What is expected: Report each line of the records where "pile" occurs.

Records shown section start

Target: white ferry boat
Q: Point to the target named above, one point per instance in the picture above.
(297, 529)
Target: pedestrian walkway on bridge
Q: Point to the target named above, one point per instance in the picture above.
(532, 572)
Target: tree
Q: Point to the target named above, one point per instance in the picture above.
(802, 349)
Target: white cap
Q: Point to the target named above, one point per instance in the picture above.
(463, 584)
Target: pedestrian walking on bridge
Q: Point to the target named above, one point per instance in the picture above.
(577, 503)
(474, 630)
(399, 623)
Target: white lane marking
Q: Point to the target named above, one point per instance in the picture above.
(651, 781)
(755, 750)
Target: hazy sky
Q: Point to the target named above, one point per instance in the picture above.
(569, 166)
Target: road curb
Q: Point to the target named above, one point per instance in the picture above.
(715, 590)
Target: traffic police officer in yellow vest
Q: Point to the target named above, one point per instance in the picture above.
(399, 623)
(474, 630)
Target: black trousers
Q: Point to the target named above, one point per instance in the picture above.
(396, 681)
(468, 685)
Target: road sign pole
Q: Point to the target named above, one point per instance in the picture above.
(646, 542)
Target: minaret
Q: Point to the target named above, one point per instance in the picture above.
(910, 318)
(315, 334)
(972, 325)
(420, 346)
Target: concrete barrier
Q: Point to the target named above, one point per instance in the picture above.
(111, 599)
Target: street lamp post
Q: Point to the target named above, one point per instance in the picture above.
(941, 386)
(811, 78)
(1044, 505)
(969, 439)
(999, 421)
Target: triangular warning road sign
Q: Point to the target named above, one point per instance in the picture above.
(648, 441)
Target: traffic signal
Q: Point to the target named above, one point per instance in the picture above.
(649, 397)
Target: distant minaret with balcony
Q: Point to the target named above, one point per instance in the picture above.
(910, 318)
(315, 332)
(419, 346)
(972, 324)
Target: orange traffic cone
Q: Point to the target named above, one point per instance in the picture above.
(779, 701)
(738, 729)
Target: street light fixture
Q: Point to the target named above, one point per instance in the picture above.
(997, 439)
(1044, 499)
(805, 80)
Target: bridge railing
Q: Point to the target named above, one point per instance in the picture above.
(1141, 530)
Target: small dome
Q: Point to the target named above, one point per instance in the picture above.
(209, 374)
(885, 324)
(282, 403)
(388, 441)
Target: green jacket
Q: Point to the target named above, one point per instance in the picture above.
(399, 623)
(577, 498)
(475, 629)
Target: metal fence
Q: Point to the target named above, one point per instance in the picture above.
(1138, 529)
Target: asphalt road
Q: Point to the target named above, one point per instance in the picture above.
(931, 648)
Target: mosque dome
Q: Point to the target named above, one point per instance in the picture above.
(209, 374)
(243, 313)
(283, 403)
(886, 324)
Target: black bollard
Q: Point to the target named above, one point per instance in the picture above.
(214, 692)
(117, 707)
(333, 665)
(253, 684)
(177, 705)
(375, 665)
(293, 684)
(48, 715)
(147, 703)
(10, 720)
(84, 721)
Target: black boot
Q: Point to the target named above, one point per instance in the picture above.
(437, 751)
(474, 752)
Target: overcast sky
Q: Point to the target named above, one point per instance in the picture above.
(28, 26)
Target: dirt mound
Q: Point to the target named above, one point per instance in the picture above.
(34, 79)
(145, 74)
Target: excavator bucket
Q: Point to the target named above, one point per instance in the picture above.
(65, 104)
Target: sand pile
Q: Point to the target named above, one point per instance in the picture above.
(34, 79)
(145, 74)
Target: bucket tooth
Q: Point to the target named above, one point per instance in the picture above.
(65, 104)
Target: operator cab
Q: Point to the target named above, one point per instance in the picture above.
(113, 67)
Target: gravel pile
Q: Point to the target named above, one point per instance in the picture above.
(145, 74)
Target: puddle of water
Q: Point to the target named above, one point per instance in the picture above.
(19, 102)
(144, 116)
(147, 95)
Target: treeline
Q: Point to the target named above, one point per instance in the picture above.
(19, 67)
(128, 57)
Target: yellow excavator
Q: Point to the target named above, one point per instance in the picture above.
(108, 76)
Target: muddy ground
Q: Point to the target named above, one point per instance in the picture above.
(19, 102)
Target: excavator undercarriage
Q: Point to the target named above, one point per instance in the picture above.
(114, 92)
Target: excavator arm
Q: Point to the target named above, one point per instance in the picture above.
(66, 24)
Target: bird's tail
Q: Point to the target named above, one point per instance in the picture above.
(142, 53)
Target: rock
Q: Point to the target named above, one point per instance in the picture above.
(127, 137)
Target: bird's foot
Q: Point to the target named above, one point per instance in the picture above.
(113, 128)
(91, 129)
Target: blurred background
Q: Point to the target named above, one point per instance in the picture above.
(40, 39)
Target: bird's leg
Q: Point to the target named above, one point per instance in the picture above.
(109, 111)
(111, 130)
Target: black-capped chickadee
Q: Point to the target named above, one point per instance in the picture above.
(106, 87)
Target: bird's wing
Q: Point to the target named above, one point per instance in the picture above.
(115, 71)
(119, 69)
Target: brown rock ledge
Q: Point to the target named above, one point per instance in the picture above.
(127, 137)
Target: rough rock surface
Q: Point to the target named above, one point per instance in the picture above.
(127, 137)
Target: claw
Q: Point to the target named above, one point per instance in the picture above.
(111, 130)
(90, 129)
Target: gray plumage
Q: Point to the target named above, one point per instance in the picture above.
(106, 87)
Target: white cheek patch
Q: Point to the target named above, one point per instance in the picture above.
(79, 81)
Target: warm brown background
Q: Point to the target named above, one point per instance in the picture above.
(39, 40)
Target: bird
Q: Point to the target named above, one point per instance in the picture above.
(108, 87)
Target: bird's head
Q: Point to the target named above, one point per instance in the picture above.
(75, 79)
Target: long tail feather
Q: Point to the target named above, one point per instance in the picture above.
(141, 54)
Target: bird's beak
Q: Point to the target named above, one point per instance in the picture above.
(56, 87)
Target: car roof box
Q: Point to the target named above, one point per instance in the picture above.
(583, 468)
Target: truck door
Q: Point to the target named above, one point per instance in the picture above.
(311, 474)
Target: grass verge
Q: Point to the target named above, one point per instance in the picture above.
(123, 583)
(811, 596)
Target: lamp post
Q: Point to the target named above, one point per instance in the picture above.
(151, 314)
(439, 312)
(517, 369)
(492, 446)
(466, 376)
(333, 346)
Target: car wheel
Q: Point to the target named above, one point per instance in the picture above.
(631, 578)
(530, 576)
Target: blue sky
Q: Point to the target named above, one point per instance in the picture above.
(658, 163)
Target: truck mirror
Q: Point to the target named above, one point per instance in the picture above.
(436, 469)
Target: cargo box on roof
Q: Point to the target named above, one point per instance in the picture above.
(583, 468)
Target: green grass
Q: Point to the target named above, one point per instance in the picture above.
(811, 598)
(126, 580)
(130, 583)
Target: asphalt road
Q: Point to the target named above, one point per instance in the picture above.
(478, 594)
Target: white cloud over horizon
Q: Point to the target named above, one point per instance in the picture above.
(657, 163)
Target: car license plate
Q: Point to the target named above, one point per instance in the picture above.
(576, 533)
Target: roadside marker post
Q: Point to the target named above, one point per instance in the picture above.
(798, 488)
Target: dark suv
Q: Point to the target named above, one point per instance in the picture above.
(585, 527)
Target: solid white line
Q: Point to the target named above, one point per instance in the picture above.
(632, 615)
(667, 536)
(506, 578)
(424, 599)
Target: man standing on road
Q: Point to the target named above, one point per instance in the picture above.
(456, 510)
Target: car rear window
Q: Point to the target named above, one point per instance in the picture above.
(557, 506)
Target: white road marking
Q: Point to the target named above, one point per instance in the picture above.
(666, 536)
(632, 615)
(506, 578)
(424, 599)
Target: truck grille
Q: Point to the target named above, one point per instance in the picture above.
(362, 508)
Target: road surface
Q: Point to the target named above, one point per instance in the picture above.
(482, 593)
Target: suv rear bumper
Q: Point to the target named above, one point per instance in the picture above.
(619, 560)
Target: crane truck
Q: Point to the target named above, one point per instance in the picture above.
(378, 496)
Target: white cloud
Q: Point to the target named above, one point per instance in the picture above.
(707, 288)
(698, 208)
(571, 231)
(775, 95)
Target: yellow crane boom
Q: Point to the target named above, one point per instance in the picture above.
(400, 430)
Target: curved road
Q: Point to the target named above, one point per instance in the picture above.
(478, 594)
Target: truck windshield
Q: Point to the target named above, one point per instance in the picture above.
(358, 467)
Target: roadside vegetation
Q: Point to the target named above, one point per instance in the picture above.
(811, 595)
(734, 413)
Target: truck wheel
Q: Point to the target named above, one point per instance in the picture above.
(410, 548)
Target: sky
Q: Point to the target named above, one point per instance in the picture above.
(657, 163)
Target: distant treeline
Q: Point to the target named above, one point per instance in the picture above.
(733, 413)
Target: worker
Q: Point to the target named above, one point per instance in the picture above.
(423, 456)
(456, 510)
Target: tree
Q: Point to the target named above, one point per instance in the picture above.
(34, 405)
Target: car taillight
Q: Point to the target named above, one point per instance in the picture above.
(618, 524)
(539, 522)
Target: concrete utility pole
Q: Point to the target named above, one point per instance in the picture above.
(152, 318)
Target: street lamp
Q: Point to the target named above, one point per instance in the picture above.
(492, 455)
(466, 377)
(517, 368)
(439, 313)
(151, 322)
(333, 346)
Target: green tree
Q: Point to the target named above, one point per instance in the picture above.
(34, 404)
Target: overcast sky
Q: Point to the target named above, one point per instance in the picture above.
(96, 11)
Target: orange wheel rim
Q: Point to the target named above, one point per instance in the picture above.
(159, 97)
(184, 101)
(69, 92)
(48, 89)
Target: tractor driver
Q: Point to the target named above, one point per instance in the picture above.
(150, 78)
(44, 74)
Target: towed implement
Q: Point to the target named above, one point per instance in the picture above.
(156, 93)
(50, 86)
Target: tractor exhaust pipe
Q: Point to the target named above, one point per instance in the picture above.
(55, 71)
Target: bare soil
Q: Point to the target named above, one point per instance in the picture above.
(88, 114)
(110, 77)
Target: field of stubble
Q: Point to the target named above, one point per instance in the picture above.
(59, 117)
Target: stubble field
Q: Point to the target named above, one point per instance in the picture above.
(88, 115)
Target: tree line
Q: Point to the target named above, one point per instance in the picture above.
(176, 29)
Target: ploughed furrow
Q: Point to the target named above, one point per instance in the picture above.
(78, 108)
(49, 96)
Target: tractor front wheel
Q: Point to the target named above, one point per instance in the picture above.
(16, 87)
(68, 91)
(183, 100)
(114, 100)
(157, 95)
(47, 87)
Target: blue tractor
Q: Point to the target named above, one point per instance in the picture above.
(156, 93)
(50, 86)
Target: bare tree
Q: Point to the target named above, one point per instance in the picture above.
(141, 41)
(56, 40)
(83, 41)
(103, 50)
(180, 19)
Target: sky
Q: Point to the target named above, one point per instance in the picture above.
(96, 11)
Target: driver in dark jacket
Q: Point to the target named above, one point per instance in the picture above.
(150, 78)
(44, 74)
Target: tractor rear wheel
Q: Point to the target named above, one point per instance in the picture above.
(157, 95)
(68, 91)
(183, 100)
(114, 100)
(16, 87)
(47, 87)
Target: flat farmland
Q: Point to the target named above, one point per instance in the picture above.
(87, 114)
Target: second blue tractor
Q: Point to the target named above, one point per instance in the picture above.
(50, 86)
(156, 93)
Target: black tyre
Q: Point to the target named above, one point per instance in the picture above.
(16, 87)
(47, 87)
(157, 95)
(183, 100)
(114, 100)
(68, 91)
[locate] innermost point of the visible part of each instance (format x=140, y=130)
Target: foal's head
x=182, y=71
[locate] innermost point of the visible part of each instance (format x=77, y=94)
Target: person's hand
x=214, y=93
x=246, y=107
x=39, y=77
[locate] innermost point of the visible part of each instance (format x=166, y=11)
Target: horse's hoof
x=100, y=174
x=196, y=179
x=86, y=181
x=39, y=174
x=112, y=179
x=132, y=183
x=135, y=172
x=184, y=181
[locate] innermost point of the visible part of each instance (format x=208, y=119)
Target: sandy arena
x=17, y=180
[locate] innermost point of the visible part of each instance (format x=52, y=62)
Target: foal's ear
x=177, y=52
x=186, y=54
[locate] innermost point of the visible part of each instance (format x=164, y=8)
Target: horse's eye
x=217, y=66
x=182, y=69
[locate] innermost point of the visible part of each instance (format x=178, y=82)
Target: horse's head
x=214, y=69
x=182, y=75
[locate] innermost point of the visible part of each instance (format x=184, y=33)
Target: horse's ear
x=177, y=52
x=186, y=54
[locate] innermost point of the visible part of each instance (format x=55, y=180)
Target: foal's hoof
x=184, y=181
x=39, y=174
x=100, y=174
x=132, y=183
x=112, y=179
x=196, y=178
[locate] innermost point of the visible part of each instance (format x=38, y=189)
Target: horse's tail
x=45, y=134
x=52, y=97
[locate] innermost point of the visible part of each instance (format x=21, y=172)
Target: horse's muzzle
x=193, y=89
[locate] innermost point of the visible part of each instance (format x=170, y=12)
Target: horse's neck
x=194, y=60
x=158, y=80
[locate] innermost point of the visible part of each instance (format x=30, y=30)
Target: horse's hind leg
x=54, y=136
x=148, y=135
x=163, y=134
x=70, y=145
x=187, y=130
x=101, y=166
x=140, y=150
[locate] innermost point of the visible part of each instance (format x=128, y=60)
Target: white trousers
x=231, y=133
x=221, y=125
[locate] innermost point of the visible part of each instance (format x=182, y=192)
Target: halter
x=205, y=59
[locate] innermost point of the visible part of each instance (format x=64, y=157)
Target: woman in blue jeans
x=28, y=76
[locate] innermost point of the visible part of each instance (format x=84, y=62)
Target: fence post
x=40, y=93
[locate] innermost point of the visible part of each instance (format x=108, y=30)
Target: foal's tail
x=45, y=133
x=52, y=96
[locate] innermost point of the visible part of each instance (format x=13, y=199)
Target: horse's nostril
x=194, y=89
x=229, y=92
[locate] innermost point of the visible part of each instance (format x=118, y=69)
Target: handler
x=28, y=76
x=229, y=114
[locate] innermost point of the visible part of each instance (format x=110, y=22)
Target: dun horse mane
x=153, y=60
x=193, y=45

Records shown section end

Written solution:
Target: sand pile
Target: gravel pile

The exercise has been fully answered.